Extract to read below:

Two East Valley cities are in the top 10 nationwide, but not in a category they want.
Gilbert and Tempe are among the worst in the country for roof rats based on data compiled from more than 300 Terminix branches.
Gilbert ranked 2nd and Tempe ranked 5th on the list.
Joel Whalin, the service manager at the Tempe Terminix branch, said that the influx of rodent infestations could be because they’re migrating through the Valley and looking for basic necessities.
“What it all boils down to is do have what they need to survive,” Whalin said. “That’s food, water and shelter.”
The main signs of an infestation include droppings, the smell of urine, chew marks on the property, rat noises at night, and holes in fallen citrus fruits.
The scent of rodent urine is very sweet and difficult to describe but distinguishable, Whalin said.
Citrus plants are a primary food source for rodents, so if homeowners don’t pick up fallen fruits, that can attract unwanted critters. Homeowners will often see holes in fallen, rotten fruit, which is a sign that rodents are feeding on their property, Whalin said.
If rats have breached a structure, squealing and gnawing can be heard at night due to roof rats’ nocturnal nature.
“Homeowners will hear a lot of noise going on that typically you wouldn’t hear in the middle of the night,” Whalin said.
Even if rodents haven’t entered a structure, pests around a home can still cause issues on the exterior and can lead to roof rats making their way into a house, Whalin said.
“The reality of it is that there are rats outside and they’re running around everywhere,” Whalin said. “Even though they may not breach a structure and get inside a home, they will still chew on things because there is food and water available.”

End of Extract to read.

What you will do:
1. List every main sign of an infestation that the roof rat article names.
2. According to the roof rat article, what rank did Gilbert hold on the list?
3. Write out the stretch of the roof rat article from "The main signs" through "property, Whalin said.".
The records that come after this text are separate material and have no connection to it.

Dataset excerpts below:

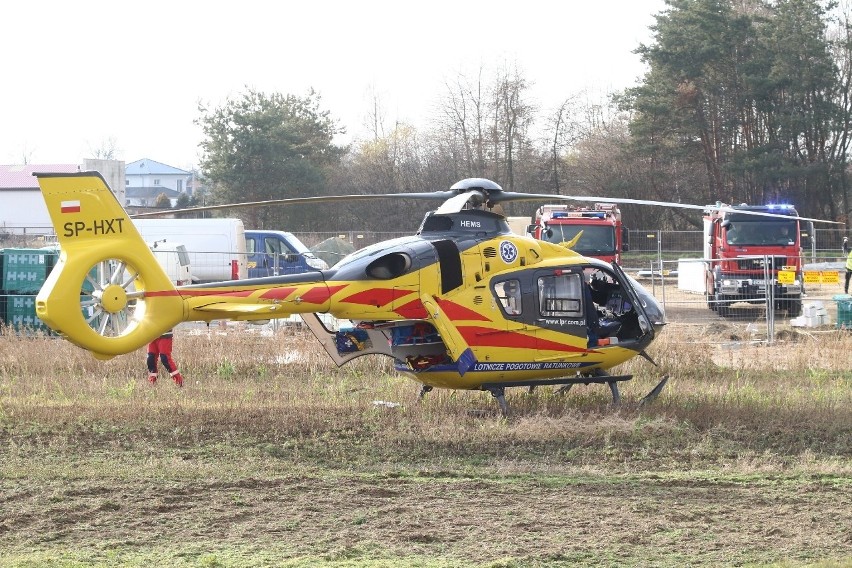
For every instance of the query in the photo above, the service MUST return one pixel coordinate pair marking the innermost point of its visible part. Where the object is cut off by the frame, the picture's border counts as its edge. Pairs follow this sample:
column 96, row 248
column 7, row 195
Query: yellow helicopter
column 462, row 304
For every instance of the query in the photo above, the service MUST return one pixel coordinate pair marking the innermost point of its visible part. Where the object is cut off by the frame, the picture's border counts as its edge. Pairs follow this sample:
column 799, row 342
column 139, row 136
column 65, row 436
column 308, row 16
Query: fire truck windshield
column 596, row 239
column 761, row 232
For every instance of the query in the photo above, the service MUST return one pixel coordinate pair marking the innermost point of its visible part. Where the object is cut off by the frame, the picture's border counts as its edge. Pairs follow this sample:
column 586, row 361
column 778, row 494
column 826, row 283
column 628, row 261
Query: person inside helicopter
column 606, row 306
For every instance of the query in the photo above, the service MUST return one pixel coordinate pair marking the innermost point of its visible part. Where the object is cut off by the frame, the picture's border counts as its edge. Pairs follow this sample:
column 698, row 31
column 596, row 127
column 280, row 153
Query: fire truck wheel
column 711, row 302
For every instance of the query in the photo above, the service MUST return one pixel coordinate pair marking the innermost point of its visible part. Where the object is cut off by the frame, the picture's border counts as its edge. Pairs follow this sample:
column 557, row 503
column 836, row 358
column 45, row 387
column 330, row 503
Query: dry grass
column 745, row 457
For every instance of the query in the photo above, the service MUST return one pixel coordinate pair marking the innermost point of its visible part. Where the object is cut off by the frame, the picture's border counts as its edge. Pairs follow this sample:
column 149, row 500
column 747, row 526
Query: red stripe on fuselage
column 277, row 293
column 476, row 336
column 377, row 296
column 455, row 311
column 412, row 310
column 320, row 294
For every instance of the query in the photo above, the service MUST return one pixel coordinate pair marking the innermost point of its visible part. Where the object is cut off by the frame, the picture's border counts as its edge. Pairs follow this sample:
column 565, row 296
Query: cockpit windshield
column 596, row 239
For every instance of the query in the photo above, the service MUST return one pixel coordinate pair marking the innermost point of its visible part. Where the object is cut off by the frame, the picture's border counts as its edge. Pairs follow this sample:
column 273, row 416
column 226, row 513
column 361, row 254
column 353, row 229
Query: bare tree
column 107, row 150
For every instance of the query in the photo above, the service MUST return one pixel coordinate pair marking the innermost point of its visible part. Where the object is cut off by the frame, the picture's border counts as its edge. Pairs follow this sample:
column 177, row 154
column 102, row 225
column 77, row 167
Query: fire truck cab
column 745, row 252
column 603, row 237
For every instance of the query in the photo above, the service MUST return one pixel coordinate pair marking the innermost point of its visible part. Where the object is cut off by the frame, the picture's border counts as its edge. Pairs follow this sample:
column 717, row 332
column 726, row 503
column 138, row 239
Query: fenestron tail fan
column 107, row 293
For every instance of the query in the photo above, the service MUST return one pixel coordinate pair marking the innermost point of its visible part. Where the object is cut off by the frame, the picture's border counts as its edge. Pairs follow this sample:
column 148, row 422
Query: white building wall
column 24, row 211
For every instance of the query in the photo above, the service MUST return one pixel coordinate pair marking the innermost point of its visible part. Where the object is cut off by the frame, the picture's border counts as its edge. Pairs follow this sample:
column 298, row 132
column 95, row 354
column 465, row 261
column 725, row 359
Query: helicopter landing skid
column 498, row 390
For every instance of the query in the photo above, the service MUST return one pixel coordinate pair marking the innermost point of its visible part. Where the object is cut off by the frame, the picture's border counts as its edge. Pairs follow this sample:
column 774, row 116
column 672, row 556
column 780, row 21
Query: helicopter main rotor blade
column 458, row 202
column 515, row 196
column 432, row 196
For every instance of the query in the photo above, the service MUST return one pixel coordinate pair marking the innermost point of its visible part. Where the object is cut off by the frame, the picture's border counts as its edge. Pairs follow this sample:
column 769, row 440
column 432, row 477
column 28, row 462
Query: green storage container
column 844, row 310
column 25, row 270
column 19, row 312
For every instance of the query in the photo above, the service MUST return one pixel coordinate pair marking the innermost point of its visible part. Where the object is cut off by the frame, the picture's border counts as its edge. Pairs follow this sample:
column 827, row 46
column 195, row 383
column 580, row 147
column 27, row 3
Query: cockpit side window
column 561, row 295
column 509, row 295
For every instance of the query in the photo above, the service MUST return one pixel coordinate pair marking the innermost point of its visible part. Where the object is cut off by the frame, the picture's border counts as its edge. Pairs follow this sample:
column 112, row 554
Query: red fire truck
column 603, row 237
column 743, row 252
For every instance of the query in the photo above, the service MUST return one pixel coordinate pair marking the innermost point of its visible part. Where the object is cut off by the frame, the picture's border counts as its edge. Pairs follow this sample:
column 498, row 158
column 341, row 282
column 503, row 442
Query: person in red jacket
column 162, row 348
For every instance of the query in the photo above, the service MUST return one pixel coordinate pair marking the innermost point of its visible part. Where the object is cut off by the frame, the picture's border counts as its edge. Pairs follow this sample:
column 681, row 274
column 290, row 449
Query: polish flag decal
column 70, row 206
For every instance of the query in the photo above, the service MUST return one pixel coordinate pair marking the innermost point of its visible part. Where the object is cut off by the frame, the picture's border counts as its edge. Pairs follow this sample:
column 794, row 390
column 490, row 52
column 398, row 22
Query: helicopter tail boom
column 107, row 293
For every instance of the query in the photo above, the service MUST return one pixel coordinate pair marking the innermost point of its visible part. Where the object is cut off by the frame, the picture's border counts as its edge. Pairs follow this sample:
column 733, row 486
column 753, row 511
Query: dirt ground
column 601, row 520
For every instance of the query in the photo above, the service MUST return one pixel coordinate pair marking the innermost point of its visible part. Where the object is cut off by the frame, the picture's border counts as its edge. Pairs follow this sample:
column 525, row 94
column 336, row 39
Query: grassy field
column 272, row 456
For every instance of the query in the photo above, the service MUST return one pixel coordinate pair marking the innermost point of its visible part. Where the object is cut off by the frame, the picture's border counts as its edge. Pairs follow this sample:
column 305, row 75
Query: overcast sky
column 78, row 74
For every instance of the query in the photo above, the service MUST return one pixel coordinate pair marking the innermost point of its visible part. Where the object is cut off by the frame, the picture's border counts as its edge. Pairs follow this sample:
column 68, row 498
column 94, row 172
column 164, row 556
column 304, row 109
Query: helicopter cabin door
column 562, row 305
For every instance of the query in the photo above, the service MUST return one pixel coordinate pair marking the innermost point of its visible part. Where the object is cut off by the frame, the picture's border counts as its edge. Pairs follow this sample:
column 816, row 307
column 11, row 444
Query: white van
column 174, row 259
column 216, row 247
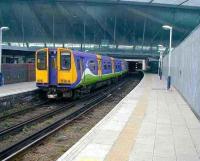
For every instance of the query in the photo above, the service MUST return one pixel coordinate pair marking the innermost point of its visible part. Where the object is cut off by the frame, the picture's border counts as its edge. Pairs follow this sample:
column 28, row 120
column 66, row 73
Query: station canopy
column 114, row 23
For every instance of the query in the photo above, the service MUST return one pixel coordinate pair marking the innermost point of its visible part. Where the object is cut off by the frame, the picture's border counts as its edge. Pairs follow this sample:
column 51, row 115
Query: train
column 62, row 72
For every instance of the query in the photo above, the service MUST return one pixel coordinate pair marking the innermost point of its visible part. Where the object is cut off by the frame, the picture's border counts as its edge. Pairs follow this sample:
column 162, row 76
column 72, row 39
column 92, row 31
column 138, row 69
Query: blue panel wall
column 185, row 70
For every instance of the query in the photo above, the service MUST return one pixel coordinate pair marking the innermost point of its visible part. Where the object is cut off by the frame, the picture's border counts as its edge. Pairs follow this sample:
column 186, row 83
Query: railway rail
column 20, row 112
column 22, row 145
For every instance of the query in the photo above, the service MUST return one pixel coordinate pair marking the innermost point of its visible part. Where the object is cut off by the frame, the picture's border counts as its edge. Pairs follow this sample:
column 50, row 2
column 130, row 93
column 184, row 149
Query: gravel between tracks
column 54, row 146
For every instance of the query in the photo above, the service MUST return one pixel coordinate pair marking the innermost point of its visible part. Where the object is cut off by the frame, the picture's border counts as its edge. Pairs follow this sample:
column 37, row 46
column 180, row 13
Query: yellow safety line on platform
column 124, row 144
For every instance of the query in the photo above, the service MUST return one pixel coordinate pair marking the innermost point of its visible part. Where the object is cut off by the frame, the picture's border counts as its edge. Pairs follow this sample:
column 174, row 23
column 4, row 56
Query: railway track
column 20, row 112
column 78, row 110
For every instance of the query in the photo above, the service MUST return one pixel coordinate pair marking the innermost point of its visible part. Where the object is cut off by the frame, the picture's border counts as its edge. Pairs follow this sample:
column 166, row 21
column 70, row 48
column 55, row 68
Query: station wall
column 15, row 73
column 185, row 69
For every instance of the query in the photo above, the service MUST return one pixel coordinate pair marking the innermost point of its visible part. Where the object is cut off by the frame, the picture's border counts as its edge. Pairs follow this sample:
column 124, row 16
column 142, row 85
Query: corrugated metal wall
column 185, row 70
column 15, row 73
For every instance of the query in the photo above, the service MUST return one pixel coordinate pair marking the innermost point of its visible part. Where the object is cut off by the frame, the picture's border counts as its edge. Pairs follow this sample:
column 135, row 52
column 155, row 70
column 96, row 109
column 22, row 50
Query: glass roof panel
column 192, row 3
column 173, row 2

End of Dataset excerpts.

Per-task outputs:
1. Droppings, the smell of urine, chew marks on the property, rat noises at night, and holes in fallen citrus fruits.

2. Gilbert ranked 2nd.

3.
The main signs of an infestation include droppings, the smell of urine, chew marks on the property, rat noises at night, and holes in fallen citrus fruits.
The scent of rodent urine is very sweet and difficult to describe but distinguishable, Whalin said.
Citrus plants are a primary food source for rodents, so if homeowners don’t pick up fallen fruits, that can attract unwanted critters. Homeowners will often see holes in fallen, rotten fruit, which is a sign that rodents are feeding on their property, Whalin said.